*** Page extract ***

Nature has long served as inspiration for the design of materials with improved properties and advanced functionalities. Nonetheless, thus far, no synthetic material has been able to fully recapitulate the complexity of living materials. Living organisms are unique due to their multifunctionality and ability to grow, self-repair, sense and adapt to the environment in an autonomous and sustainable manner. The field of engineered living materials capitalizes on these features to create biological materials with programmable functionalities using engineering tools borrowed from synthetic biology. In this focus issue we feature a Perspective and an Article to highlight how synergies between synthetic biology and biomaterial sciences are providing next-generation engineered living materials with tailored functionalities.

Wood-decay fungi are being used to create living materials from agricultural waste. Credit: Nature Picture Library / Alamy Stock Photo.

*** End of Page extract ***
*** Records shown ***

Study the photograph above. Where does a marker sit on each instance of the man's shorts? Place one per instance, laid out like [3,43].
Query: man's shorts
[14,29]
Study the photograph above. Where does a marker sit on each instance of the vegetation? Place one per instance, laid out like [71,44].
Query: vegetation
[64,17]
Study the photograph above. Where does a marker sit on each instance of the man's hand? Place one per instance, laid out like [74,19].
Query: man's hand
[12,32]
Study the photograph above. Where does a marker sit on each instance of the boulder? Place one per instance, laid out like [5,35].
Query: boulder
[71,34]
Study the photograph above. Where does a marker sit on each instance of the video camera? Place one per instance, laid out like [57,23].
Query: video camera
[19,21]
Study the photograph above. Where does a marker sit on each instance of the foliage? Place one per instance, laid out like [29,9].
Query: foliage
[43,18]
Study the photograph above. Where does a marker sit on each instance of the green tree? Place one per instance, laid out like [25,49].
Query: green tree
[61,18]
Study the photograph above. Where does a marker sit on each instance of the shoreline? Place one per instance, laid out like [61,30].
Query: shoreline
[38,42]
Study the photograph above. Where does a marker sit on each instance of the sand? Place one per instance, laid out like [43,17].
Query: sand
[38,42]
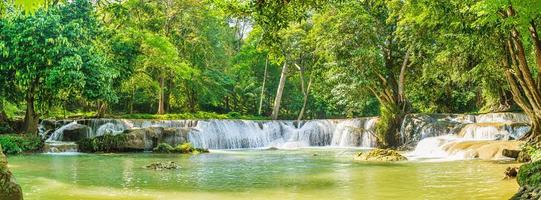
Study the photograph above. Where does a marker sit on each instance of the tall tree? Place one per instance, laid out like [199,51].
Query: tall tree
[53,50]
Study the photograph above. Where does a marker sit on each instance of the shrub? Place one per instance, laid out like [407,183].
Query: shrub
[530,174]
[181,148]
[14,144]
[105,143]
[163,148]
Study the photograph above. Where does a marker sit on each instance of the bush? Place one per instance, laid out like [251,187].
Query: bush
[105,143]
[181,148]
[163,148]
[13,144]
[530,174]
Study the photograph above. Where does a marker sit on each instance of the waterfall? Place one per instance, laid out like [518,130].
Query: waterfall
[486,136]
[234,134]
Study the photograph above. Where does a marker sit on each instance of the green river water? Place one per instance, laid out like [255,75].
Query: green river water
[256,174]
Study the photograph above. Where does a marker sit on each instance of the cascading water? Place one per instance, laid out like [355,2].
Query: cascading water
[486,135]
[234,134]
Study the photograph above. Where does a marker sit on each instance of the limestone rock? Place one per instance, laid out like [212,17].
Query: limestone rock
[511,172]
[162,165]
[9,190]
[150,137]
[523,157]
[380,155]
[75,133]
[511,153]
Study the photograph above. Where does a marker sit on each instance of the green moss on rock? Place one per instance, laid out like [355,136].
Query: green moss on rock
[530,174]
[181,148]
[385,155]
[9,190]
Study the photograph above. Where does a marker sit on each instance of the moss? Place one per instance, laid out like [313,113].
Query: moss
[163,148]
[388,125]
[380,155]
[530,174]
[181,148]
[14,144]
[105,143]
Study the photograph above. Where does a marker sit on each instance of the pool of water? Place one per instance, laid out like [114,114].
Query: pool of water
[256,174]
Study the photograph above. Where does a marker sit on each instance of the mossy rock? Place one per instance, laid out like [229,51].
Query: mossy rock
[385,155]
[9,190]
[530,174]
[181,148]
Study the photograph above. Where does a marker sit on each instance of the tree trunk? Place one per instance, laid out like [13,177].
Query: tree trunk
[279,92]
[31,118]
[132,99]
[263,87]
[305,99]
[161,110]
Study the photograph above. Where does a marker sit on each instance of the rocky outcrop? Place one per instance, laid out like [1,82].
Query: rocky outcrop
[162,165]
[9,190]
[484,150]
[148,138]
[384,155]
[493,126]
[75,133]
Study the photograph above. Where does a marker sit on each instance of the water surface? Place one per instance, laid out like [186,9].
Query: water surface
[317,173]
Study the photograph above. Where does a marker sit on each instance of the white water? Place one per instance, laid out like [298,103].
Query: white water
[492,127]
[235,134]
[229,134]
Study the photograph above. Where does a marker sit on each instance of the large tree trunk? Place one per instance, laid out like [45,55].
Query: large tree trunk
[31,118]
[161,109]
[279,92]
[262,96]
[305,93]
[525,91]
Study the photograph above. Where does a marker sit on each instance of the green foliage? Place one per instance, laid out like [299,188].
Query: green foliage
[530,174]
[163,148]
[105,143]
[533,151]
[181,148]
[13,144]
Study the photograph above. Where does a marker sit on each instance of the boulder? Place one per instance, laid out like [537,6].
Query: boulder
[75,133]
[380,155]
[162,165]
[523,157]
[148,138]
[9,190]
[142,138]
[511,153]
[511,172]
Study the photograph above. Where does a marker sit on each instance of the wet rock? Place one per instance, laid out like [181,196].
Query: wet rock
[484,150]
[150,137]
[511,172]
[75,133]
[380,155]
[163,166]
[527,192]
[511,153]
[9,190]
[142,138]
[530,174]
[523,157]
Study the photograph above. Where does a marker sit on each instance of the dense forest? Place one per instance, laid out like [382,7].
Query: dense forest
[291,59]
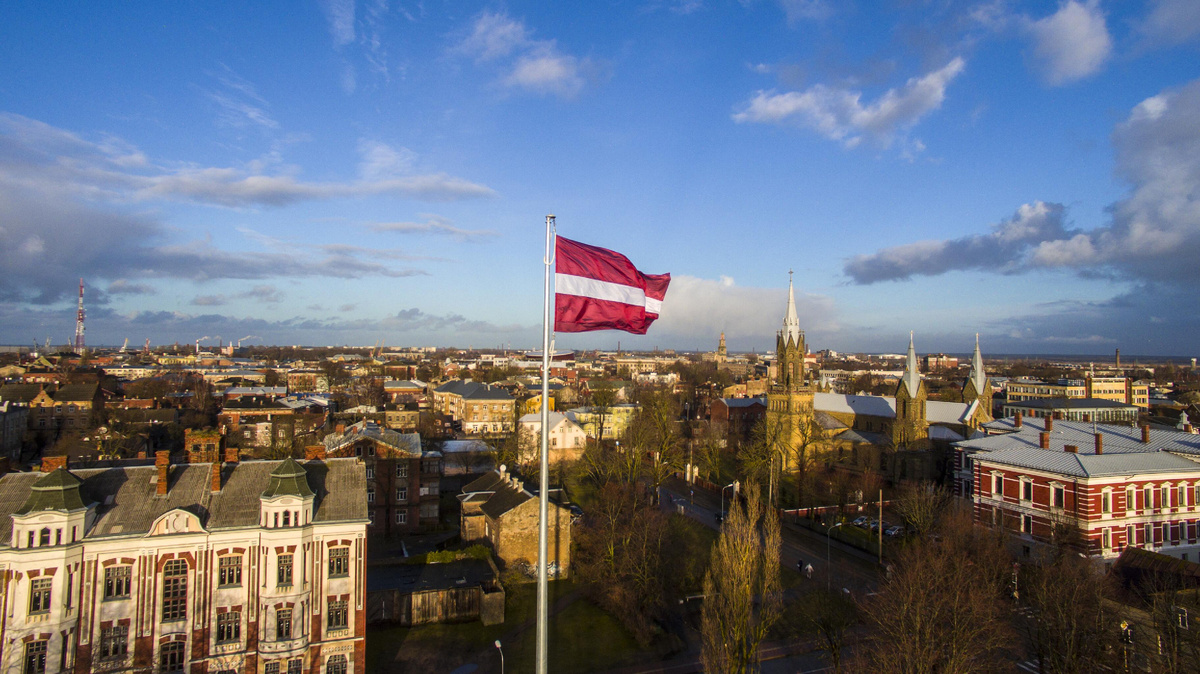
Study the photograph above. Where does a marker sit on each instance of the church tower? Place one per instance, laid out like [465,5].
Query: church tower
[978,386]
[790,396]
[790,348]
[911,425]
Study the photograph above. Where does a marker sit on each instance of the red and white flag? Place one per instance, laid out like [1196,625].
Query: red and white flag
[600,289]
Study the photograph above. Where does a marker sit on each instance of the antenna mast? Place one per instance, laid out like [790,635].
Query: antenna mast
[79,347]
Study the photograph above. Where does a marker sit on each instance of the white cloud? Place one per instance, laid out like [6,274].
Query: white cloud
[546,71]
[537,66]
[703,306]
[840,114]
[340,14]
[1072,43]
[1153,236]
[433,224]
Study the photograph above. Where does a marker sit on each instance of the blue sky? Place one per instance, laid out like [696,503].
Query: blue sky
[346,173]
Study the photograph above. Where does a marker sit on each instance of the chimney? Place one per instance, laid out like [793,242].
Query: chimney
[162,462]
[51,464]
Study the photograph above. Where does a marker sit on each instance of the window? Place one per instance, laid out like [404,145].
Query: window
[174,593]
[35,657]
[229,626]
[337,615]
[229,570]
[340,561]
[117,582]
[171,657]
[282,625]
[40,595]
[283,570]
[114,642]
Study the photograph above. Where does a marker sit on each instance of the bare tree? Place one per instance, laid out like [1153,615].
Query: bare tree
[1073,630]
[743,596]
[942,611]
[921,506]
[832,615]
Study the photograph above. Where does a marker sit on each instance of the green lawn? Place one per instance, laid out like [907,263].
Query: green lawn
[581,635]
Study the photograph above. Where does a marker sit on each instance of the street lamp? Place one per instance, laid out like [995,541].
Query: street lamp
[828,567]
[723,497]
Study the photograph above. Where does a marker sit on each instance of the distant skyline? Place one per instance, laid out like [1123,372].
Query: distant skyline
[335,172]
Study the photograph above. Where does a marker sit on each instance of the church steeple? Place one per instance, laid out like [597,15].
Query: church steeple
[911,379]
[791,320]
[977,377]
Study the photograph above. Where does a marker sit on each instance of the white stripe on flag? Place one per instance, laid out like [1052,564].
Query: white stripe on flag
[585,287]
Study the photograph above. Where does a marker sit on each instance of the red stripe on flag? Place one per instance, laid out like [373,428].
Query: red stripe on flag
[574,313]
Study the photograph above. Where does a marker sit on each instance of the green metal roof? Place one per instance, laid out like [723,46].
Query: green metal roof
[288,479]
[58,491]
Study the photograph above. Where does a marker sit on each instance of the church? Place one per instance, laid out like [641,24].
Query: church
[904,437]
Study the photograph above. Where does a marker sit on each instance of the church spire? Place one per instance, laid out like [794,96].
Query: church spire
[977,373]
[911,374]
[791,322]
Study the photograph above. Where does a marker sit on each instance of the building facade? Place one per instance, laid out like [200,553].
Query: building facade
[244,566]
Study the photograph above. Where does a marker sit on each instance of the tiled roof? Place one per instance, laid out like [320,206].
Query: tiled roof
[76,393]
[1091,465]
[474,390]
[407,443]
[127,500]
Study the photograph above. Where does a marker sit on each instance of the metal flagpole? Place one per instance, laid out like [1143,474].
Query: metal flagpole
[544,481]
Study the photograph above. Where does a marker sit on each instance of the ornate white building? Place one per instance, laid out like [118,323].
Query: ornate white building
[205,567]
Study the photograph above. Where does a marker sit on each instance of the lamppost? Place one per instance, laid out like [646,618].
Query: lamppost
[723,497]
[828,567]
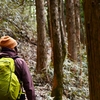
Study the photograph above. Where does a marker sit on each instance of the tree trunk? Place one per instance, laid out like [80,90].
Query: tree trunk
[41,37]
[72,43]
[92,24]
[57,51]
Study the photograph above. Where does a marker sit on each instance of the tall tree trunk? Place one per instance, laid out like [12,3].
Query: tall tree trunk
[62,27]
[57,51]
[72,43]
[41,37]
[92,24]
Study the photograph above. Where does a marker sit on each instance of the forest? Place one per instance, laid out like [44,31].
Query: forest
[59,40]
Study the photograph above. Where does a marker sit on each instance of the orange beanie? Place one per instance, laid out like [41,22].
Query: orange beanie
[7,41]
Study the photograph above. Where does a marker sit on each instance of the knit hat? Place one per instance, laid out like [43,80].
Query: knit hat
[7,41]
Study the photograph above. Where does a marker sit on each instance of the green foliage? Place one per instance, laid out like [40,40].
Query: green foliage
[17,17]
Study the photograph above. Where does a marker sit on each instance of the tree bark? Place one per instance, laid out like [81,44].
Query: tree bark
[41,37]
[57,89]
[92,24]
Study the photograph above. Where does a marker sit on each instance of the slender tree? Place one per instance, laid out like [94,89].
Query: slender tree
[72,43]
[92,24]
[57,89]
[41,36]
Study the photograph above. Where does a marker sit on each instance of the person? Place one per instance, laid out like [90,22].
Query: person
[9,48]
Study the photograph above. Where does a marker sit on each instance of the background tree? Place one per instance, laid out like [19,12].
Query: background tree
[92,24]
[57,89]
[72,43]
[41,36]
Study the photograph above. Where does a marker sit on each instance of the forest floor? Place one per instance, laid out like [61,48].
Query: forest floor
[75,75]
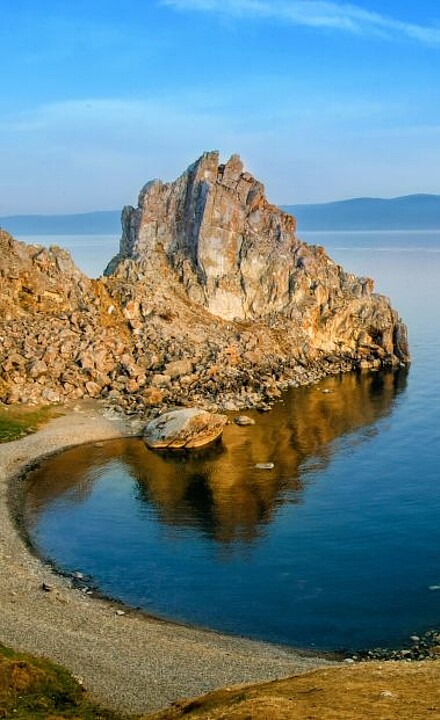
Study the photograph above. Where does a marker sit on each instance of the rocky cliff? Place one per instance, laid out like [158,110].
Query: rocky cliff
[212,300]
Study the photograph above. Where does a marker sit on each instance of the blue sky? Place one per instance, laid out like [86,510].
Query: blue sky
[322,99]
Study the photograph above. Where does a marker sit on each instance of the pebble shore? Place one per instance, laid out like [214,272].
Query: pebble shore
[126,660]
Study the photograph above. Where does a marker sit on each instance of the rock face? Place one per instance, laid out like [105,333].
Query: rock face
[184,429]
[212,301]
[238,256]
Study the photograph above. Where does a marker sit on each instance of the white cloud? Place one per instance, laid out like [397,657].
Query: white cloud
[344,17]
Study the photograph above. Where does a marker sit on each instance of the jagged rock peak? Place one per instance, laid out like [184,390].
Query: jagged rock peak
[219,233]
[213,235]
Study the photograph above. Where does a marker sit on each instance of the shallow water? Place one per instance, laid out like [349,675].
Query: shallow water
[336,547]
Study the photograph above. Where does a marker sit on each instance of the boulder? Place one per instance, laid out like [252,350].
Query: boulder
[184,429]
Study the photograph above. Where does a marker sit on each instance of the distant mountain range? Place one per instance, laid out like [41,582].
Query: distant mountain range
[412,212]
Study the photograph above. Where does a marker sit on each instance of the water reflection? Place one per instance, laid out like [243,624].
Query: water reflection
[219,492]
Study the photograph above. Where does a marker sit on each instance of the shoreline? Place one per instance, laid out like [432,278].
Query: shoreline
[131,662]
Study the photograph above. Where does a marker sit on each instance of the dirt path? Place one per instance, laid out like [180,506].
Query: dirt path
[127,662]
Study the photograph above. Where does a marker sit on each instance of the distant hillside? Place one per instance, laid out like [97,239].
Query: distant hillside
[105,222]
[412,212]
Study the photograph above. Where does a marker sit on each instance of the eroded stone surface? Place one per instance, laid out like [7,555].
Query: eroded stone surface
[212,302]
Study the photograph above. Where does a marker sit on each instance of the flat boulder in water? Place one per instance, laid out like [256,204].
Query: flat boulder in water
[184,429]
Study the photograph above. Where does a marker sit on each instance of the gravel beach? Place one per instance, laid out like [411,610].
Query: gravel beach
[128,662]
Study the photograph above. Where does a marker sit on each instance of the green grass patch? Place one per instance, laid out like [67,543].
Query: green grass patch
[16,422]
[33,688]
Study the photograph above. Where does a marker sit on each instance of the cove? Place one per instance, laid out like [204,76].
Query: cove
[337,547]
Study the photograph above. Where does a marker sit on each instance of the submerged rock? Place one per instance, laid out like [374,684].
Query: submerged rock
[184,429]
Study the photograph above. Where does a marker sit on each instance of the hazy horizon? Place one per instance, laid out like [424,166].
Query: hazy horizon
[324,100]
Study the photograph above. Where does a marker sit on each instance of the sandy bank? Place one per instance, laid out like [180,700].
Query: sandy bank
[127,662]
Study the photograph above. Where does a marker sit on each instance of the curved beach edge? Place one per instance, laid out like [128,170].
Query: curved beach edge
[129,662]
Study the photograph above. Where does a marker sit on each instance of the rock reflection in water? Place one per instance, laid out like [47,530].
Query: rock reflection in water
[219,491]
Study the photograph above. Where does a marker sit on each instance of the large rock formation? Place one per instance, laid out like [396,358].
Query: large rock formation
[212,301]
[238,256]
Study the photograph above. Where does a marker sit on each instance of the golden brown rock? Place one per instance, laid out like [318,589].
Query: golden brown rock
[184,429]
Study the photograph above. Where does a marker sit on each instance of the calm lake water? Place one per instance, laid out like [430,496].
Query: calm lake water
[337,547]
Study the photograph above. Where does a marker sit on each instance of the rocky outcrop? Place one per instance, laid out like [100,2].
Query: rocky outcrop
[184,429]
[238,256]
[212,301]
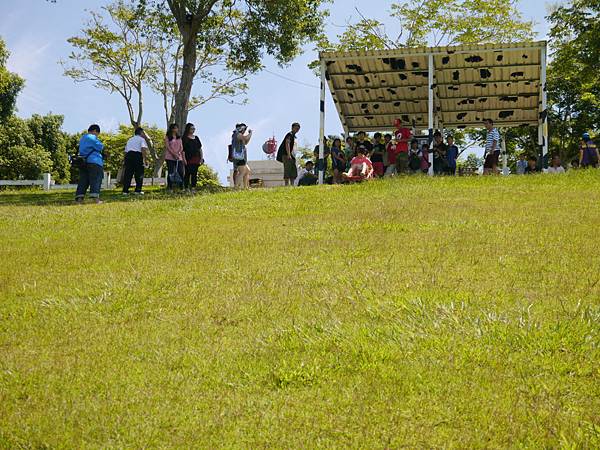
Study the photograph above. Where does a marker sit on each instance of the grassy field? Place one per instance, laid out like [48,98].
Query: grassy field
[416,313]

*** End of Records shown ***

▶ Problem set:
A. Answer these questions about the passage on engineered living materials:
(i) What two pieces does the focus issue feature?
(ii) Which field lends engineered living materials its engineering tools?
(iii) In the caption, what are wood-decay fungi used to create living materials from?
B. Transcribe the part of the passage on engineered living materials that opens with the words "Nature has long" and closes with "with tailored functionalities.".
C. Go on with the passage on engineered living materials from the point where it stops.

▶ Results:
A.
(i) A Perspective and an Article.
(ii) Synthetic biology.
(iii) Agricultural waste.

B.
Nature has long served as inspiration for the design of materials with improved properties and advanced functionalities. Nonetheless, thus far, no synthetic material has been able to fully recapitulate the complexity of living materials. Living organisms are unique due to their multifunctionality and ability to grow, self-repair, sense and adapt to the environment in an autonomous and sustainable manner. The field of engineered living materials capitalizes on these features to create biological materials with programmable functionalities using engineering tools borrowed from synthetic biology. In this focus issue we feature a Perspective and an Article to highlight how synergies between synthetic biology and biomaterial sciences are providing next-generation engineered living materials with tailored functionalities.

C.
As the name implies, living cells are an integral constituent of engineered living materials1,2. But beyond that, in engineered living materials, cells actively contribute to the formation, maintenance and properties of the material, utilizing energy from the environment to fabricate building blocks or to modulate bulk responses. These materials can be composed entirely of living cells or biocomposites with synthetic and living components. Genetically engineered bacteria, fungi and eukaryotic cells are used as functional modules to endow programmability and desired responses. Some examples include wound-healing gels containing spores of genetically engineered bacteria that produce antibiotics when detecting a pathogenic bacteria3; bacterial cellulose-based biosensors for hormones made from engineered bacteria and fungus4; or regenerative living building materials fabricated from a sand–hydrogel matrix toughened by cyanobacteria-mediated biomineralization5.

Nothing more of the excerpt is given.